Exercise requirements => Copy every record below, exactly as written.

Given records =>
^^^^^^^^^^^^^^^^

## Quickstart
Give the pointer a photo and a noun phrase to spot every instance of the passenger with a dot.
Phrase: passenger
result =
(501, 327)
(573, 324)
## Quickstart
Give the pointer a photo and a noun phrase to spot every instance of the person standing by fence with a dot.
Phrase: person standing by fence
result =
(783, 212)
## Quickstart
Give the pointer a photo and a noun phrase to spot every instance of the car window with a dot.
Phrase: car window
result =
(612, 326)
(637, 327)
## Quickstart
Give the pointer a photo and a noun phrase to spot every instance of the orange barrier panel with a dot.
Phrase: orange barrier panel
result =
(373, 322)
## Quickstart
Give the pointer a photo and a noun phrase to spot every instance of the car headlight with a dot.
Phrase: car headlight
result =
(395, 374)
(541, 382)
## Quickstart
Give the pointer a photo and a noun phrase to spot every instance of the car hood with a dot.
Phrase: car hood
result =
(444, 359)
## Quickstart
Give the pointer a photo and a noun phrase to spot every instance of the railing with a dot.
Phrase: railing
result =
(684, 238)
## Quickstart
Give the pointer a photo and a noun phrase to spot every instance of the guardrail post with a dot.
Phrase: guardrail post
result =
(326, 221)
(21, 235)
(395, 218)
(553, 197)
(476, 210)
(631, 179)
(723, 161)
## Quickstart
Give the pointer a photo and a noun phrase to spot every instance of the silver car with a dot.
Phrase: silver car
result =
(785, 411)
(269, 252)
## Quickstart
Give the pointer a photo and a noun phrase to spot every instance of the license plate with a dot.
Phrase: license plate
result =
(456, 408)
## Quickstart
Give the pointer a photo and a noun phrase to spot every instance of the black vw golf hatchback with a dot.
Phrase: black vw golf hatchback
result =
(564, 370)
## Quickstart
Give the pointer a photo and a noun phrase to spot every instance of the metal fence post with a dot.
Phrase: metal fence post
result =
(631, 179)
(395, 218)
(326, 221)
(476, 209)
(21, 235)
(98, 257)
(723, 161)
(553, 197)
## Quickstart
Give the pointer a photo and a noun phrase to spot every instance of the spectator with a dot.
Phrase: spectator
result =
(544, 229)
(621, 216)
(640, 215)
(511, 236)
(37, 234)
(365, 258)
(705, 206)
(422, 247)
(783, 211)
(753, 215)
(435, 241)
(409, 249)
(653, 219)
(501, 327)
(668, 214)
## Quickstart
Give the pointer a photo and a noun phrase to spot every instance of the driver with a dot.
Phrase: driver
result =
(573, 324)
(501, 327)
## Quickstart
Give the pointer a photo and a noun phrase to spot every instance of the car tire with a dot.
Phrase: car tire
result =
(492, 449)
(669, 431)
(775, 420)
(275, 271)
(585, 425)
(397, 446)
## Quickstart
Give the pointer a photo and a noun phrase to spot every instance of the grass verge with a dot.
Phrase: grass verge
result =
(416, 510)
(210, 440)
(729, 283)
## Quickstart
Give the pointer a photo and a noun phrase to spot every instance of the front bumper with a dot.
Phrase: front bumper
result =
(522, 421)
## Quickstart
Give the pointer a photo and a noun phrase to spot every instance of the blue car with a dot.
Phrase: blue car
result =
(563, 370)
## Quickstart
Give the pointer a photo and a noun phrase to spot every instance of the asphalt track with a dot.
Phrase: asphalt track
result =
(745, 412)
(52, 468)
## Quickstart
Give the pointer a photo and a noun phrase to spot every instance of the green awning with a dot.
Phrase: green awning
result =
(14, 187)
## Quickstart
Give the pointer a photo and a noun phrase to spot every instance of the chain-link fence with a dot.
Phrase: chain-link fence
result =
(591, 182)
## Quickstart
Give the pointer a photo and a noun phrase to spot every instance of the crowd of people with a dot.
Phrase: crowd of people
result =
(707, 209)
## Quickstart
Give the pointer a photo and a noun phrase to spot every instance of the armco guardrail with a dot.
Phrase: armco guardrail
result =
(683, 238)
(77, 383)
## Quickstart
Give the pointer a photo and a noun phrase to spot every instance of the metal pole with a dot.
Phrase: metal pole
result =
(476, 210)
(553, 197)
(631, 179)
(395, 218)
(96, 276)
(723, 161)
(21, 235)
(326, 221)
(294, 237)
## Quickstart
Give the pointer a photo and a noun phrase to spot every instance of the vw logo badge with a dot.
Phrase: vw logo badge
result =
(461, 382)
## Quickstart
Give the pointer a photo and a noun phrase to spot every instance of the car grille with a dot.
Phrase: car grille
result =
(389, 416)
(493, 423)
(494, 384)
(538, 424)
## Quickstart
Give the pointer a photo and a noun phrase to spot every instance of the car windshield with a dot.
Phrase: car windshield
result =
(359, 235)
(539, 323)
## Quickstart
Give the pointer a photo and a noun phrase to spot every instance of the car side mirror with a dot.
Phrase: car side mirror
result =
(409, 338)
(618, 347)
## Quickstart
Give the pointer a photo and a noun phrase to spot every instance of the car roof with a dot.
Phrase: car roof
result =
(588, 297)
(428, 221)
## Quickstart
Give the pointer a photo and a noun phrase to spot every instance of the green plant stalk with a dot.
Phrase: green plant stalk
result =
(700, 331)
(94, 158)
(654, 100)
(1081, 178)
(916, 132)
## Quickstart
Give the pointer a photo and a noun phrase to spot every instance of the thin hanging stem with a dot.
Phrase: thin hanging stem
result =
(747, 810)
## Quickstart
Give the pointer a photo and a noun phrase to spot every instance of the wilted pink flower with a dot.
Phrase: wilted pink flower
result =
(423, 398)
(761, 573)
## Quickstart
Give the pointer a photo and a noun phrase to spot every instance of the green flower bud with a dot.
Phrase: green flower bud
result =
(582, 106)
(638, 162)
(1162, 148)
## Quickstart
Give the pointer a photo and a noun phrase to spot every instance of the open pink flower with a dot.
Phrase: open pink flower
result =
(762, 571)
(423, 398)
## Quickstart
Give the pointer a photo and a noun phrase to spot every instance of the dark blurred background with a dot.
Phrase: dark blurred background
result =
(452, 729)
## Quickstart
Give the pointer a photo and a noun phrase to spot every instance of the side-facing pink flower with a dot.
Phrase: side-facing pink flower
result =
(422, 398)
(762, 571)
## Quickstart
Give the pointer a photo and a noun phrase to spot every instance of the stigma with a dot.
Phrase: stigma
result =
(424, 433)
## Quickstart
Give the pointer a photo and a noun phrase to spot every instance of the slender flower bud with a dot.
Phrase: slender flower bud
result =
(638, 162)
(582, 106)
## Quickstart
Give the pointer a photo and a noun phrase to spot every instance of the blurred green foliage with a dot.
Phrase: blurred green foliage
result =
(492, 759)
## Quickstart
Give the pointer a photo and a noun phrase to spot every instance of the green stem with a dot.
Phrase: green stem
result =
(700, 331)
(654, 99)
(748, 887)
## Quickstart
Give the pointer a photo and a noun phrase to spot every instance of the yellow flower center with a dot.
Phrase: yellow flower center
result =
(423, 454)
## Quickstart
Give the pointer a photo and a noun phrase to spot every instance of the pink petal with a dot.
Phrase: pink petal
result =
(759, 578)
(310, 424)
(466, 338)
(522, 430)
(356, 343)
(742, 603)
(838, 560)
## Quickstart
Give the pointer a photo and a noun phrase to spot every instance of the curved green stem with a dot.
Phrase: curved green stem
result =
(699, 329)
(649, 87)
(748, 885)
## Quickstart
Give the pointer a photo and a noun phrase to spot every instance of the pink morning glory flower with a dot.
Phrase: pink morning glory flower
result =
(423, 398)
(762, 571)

^^^^^^^^^^^^^^^^

Complete answer =>
## Quickstart
Give the pointer a photo and a noun phrase to spot every instance of the passenger with a dot.
Phrase: passenger
result =
(501, 327)
(573, 324)
## Quickstart
Give the pointer a photo and a noun phrase to spot every instance of the person standing by fence with a dot.
Phrase: person standing by fence
result =
(783, 212)
## Quickstart
Give the pointer a photo and a noun phrase to spot every instance of the car window with a dot.
Phrase: car window
result =
(612, 326)
(637, 327)
## Quickstart
Give the pointer a photo and a noun phrase to spot every instance of the orange barrier panel with a dot.
Phrase: orange barrier panel
result =
(373, 322)
## Quickstart
Give the pointer a photo and a noun phrase to spot every instance of the car headlight with a dot.
Phrase: car headlight
result =
(395, 374)
(541, 382)
## Quickstart
Give the pointer a photo and a noun phrase to spot every instance of the car hood with a dot.
Phrase: car hood
result =
(444, 359)
## Quickstart
Give the pointer a photo and a noun phrase to spot every instance of the railing with a dot.
Phrase: railing
result =
(684, 238)
## Quickstart
Give the pointer a photo and a noun phrase to spot every instance of the guardrail post with a dot.
Phrase: guardrail post
result =
(326, 221)
(21, 235)
(395, 218)
(553, 197)
(476, 210)
(631, 179)
(723, 161)
## Quickstart
Give the pointer a photo and a noun phrase to spot every instance of the silver car with a dot.
Phrase: silver car
result =
(785, 411)
(269, 252)
## Quickstart
Give the pointer a photo and a noun phrase to spot every instance of the license plate with a dot.
Phrase: license plate
result =
(456, 408)
## Quickstart
Give the pointer a photo and a noun phrase to spot every instance of the black vw golf hatchback with a dot.
Phrase: black vw golf hatchback
result =
(564, 370)
## Quickstart
Give the pointer a photo and a noun phrase to spot every instance of the metal fence post with a dot.
Phrase: metal fence post
result =
(631, 179)
(395, 218)
(326, 221)
(476, 209)
(21, 235)
(98, 257)
(723, 161)
(553, 197)
## Quickstart
Give the pointer a photo and a noun phrase to spot every instance of the spectator with a dot.
Phrase: spectator
result =
(544, 229)
(621, 216)
(640, 215)
(511, 236)
(37, 234)
(365, 258)
(705, 206)
(422, 247)
(783, 211)
(753, 215)
(435, 241)
(409, 249)
(653, 219)
(501, 327)
(668, 214)
## Quickstart
Give the pointer a photo and a noun phrase to spot every instance of the driver with a dot.
Phrase: driver
result =
(573, 324)
(501, 327)
## Quickstart
Give the pointer a photo and a noun phrase to spot every instance of the car tire with a dot.
Phrase: car tire
result =
(492, 449)
(669, 431)
(775, 420)
(275, 271)
(585, 425)
(397, 446)
## Quickstart
Give the pointer a photo and a noun phrase to spot every instance of the grass verge with a dot.
Phrase: grass verge
result =
(416, 510)
(210, 440)
(729, 283)
## Quickstart
Give the pointer a photo and a noun phrase to spot every instance of the front bumper with a dot.
Phrase: front bumper
result =
(522, 421)
## Quickstart
Give the pointer a photo and a noun phrase to spot every instance of the blue car with a dot.
Phrase: blue car
result =
(563, 370)
## Quickstart
Give the pointer a photo and a noun phrase to spot every instance of the asphalt track with a dot.
Phrase: asphalt track
result =
(745, 412)
(52, 468)
## Quickstart
Give the pointer a photo and a noun phrase to spot every instance of the green awning with a dot.
Phrase: green awning
result =
(14, 187)
## Quickstart
Give the pointer a photo and a noun phrase to spot every instance of the chain-link fence with a dot.
Phrase: chain-link fence
result =
(591, 182)
## Quickstart
Give the pointer a photo and a noun phrase to spot every instance of the crowd of people with a dot.
Phrase: crowd of people
result =
(707, 209)
## Quickstart
Give the pointer a photo and a noun phrase to spot every instance of the armco guardrail with a dot.
Phrase: armco guardrail
result =
(683, 238)
(77, 383)
## Quickstart
Give the pointer a photo and a noun phrase to spot every instance of the metal pole with a dot.
Phrase: metal pole
result =
(476, 210)
(553, 197)
(631, 179)
(395, 218)
(96, 276)
(723, 161)
(21, 235)
(326, 221)
(294, 237)
## Quickstart
Give the pointer a photo and a noun phrase to spot every instance of the vw logo badge with a dot.
Phrase: vw logo badge
result =
(461, 382)
## Quickstart
Give the pointer a photo and a noun phrase to spot every instance of the car grille with a dot.
Phrase: car grille
result =
(389, 416)
(493, 423)
(494, 384)
(538, 424)
## Quickstart
Give the pointer a photo and a noun phrase to spot every instance of the car windshield with a dot.
Phrase: car windshield
result =
(359, 235)
(539, 323)
## Quickstart
Give the pointer a photo and a noun phrase to spot every instance of the car side mirror with a dot.
Phrase: car side mirror
result =
(409, 338)
(618, 347)
## Quickstart
Give the pointer a photo and a noun phrase to spot every instance of the car roof with a dot.
Phrase: car roof
result =
(588, 297)
(428, 221)
## Quickstart
Give the pointer a photo and a noun phrase to spot every instance of the green plant stalk with a dot.
Phrase: green plant stalk
result =
(700, 331)
(94, 158)
(654, 100)
(1081, 178)
(916, 132)
## Quickstart
Give the pointer a photo and a noun phrase to spot every instance of the thin hanging stem with a dot.
Phrase: thin hanging stem
result =
(747, 810)
## Quickstart
Give the pointer a photo and a noun phrase to spot every instance of the wilted pink flower with a dot.
Phrase: wilted pink flower
result =
(423, 398)
(761, 573)
## Quickstart
Give the pointer a photo and a noun phrase to spot every instance of the green flower bud with a dot.
Phrase: green flower bud
result =
(582, 106)
(638, 162)
(1162, 148)
## Quickstart
Give the pointer a photo and a noun phrase to spot every instance of the open pink flower with a dot.
Phrase: open pink flower
result =
(762, 571)
(423, 398)
## Quickstart
Give the pointer a photo and a noun phrase to spot every instance of the dark blurred background with a dot.
Phrase: dark blurred background
result =
(452, 729)
## Quickstart
Give the pointer a photo and a noun phrase to spot every instance of the side-facing pink flower with a dot.
Phrase: side-facing pink flower
result =
(422, 398)
(762, 571)
## Quickstart
Give the pointer a photo and a noun phrase to spot every instance of the stigma with a dot.
Phrase: stigma
result =
(424, 433)
## Quickstart
Give the pointer a photo and a noun phrase to spot every instance of the slender flower bud with a dot.
Phrase: slender flower bud
result =
(638, 162)
(582, 106)
## Quickstart
Give the pointer a photo and a noun phrase to spot every instance of the blurred green foliage with a dot.
Phrase: blurred green foliage
result =
(492, 759)
## Quickstart
Give the pointer a photo and a noun phrase to spot every instance of the green stem with a dot.
Phrase: green stem
result =
(700, 331)
(654, 99)
(748, 887)
## Quickstart
Give the pointer a photo and a noun phrase to spot every instance of the yellow flower center with a dot.
Phrase: yellow flower center
result =
(423, 454)
## Quickstart
Give the pointer a photo and a noun phrase to spot every instance of the pink petal with a dot.
Phrase: pink petal
result =
(759, 578)
(310, 424)
(466, 338)
(522, 430)
(356, 343)
(742, 603)
(838, 560)
## Quickstart
Give the pointer a photo and a noun phrase to spot every instance of the curved green stem with a dot.
Phrase: curved green stem
result =
(699, 329)
(649, 87)
(748, 885)
## Quickstart
Give the pointer a photo and a noun phrase to spot every instance of the pink morning glory flower with a dot.
Phrase: pink morning glory flower
result =
(423, 398)
(762, 571)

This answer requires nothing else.